:: Text
This post might be offending to homeopathy aficionados. I don’t care.

Got this mail in the evening:

Dear All,

The Campus Life council has arranged for the availability of the Homeopathic Medicine which helps to develop immunity against all kinds of Flu including the Swine Flu. For this purpose, we have appointed representatives in the Hostels who will be distributing the medicine.

Does homeopathy work? Various articles I found over the net claim it doesn’t. Wikipedia article says: Homeopathy is unsupported by modern scientific research. The extreme dilutions used in homeopathic preparations usually leave none of the original material in the final product.

Homeopathy medicines are based upon the “water memory” effect. The idea is as plainly epic as it sounds. The idea is, the more you “dilute” the drug, the more “potent” it becomes because the water actually “remembers” the drug.

Physicist Robert L. Park, former executive director of the American Physical Society, has noted that (from Wikipedia).

Since the least amount of a substance in a solution is one molecule, a 30C solution would have to have at least one molecule of the original substance dissolved in a minimum of 1,000,000,000,000,000,000,000,000,000,000,000,000,000,000,000,000,000,000,000,000 molecules of water. This would require a container more than 30,000,000,000 times the size of the Earth.

No, I don’t believe in homeopathy. And for something like swine flu, I suggest you too don’t.

PS0: Happy Independence Day to you all!
::::
> **What is expected**:
Answer these questions from the homeopathy post:
1. Who arranged for the homeopathic medicine to be made available?
2. What effect are homeopathy medicines said to be based on?
3. A container how large would a 30C solution require, according to Robert L. Park?
The records that follow are separate material with no connection to the text.
:: Exercise data
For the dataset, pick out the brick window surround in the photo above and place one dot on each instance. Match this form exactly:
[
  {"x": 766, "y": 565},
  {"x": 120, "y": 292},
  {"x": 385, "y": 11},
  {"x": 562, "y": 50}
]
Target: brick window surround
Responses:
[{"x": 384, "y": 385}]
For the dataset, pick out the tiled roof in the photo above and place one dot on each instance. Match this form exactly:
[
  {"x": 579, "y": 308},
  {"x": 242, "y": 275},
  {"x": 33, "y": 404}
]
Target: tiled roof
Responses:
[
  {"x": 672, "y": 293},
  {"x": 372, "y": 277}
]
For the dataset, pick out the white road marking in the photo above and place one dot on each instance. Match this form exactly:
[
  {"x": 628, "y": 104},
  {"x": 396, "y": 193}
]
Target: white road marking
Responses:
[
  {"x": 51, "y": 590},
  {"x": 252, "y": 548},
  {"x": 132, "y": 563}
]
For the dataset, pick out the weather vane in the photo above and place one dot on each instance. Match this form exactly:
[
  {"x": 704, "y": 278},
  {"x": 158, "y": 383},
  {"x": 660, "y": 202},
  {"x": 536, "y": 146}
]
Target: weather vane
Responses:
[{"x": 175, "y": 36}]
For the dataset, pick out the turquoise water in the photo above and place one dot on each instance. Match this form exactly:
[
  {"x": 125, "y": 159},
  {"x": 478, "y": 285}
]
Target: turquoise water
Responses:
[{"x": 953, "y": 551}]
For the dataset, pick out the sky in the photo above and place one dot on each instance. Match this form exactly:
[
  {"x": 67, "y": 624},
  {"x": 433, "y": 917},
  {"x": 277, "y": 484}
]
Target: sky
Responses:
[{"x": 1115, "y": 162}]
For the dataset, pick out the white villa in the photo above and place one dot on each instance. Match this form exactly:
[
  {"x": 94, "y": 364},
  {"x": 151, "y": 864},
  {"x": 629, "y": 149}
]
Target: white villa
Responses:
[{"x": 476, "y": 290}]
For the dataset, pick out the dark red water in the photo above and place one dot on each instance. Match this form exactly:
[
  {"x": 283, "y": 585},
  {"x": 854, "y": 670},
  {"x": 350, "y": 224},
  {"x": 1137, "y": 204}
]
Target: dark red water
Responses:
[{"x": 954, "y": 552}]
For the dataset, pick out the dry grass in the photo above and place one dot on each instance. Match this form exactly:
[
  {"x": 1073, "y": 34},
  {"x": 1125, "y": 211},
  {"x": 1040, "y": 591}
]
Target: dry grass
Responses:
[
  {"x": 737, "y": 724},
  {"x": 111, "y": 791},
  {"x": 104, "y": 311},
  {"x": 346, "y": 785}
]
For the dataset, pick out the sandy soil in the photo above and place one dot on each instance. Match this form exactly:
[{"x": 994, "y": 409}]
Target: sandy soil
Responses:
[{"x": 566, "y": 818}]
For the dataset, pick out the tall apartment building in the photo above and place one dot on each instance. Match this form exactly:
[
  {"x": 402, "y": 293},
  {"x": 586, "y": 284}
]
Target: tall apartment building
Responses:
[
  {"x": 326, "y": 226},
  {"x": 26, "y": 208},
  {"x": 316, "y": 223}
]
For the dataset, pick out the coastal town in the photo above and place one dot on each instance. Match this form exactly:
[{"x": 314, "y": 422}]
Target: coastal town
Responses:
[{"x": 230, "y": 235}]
::::
> **Exercise result**:
1. The Campus Life council.
2. The "water memory" effect.
3. More than 30,000,000,000 times the size of the Earth.